Problem details: Every line from the one with "Query: weathered tree stump" to the end of the data needs to be copied exactly, and no line before it.

Data supplied:
-----

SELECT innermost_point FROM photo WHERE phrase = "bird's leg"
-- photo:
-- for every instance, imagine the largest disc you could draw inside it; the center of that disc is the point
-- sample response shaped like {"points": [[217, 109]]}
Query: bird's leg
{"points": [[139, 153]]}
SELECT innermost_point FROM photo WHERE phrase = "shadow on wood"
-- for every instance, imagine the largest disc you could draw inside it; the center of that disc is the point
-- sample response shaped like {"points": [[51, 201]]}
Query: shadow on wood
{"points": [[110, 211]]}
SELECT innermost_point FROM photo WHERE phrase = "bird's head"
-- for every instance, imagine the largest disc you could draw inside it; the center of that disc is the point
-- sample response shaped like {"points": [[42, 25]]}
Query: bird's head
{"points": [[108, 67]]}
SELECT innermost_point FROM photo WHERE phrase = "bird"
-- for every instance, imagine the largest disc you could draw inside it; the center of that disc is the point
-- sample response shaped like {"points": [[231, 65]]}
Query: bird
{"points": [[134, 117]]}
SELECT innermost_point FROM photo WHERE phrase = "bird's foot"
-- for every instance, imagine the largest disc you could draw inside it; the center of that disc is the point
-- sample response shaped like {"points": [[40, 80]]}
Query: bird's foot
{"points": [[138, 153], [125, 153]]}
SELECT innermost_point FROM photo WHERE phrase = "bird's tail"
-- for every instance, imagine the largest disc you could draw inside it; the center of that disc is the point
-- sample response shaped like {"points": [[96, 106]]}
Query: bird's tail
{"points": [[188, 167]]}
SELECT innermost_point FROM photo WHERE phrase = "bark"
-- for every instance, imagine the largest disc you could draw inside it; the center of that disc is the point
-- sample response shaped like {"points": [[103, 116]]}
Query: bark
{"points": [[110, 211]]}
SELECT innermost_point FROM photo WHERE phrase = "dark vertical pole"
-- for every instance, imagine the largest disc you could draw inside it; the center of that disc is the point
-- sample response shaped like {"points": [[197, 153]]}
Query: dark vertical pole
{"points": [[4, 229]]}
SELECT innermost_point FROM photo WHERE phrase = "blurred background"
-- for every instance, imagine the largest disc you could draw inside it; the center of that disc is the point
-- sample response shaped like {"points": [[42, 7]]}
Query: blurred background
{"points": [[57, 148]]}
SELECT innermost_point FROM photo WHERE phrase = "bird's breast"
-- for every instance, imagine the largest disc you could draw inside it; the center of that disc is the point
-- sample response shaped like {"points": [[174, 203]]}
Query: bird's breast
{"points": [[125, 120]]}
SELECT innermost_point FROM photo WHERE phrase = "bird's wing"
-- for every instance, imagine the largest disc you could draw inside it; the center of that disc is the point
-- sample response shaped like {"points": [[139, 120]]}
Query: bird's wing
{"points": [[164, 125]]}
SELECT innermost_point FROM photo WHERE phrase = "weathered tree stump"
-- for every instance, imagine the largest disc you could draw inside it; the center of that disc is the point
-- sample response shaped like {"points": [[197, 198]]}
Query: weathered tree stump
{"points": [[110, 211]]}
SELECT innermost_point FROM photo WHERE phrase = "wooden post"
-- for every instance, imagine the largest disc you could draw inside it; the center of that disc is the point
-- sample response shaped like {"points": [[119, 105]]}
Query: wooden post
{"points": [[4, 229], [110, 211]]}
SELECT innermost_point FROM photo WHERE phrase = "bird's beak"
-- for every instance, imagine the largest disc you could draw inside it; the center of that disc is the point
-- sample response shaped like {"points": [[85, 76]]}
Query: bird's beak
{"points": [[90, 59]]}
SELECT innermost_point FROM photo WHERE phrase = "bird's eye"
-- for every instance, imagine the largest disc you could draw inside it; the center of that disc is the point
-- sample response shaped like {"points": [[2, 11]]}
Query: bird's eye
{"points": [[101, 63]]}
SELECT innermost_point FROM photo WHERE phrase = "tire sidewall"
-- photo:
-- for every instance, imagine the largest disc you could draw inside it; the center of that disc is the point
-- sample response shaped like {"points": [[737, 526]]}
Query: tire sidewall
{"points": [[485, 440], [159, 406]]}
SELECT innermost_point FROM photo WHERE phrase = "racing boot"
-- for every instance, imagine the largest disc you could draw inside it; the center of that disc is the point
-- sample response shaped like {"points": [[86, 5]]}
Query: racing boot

-----

Problem solution:
Query: weathered tree stump
{"points": [[110, 211]]}
SELECT innermost_point FROM photo WHERE phrase = "wooden post"
-- for every instance, imagine the largest disc you could draw inside it; the center of that disc is the point
-- sample response shaped like {"points": [[119, 105]]}
Query: wooden post
{"points": [[4, 229], [110, 211]]}
SELECT innermost_point FROM photo WHERE phrase = "bird's beak"
-- for every instance, imagine the largest disc you could draw inside it; the center of that disc is the point
-- sample response shaped like {"points": [[85, 76]]}
Query: bird's beak
{"points": [[90, 59]]}
SELECT innermost_point FROM photo WHERE phrase = "bird's eye"
-- for every instance, imagine the largest disc you could draw inside it; the center of that disc is the point
-- sample response shaped like {"points": [[2, 11]]}
Query: bird's eye
{"points": [[101, 63]]}
SELECT innermost_point FROM photo WHERE phrase = "tire sidewall"
-- photo:
-- for every instance, imagine the largest disc you could draw inside it; the center of that disc is the point
-- sample response shaped like {"points": [[737, 526]]}
Query: tire sidewall
{"points": [[485, 440], [159, 406]]}
SELECT innermost_point FROM photo WHERE phrase = "racing boot"
-- for every instance, imagine the largest disc you could draw inside it; the center of that disc is the point
-- sample response shaped like {"points": [[86, 5]]}
Query: racing boot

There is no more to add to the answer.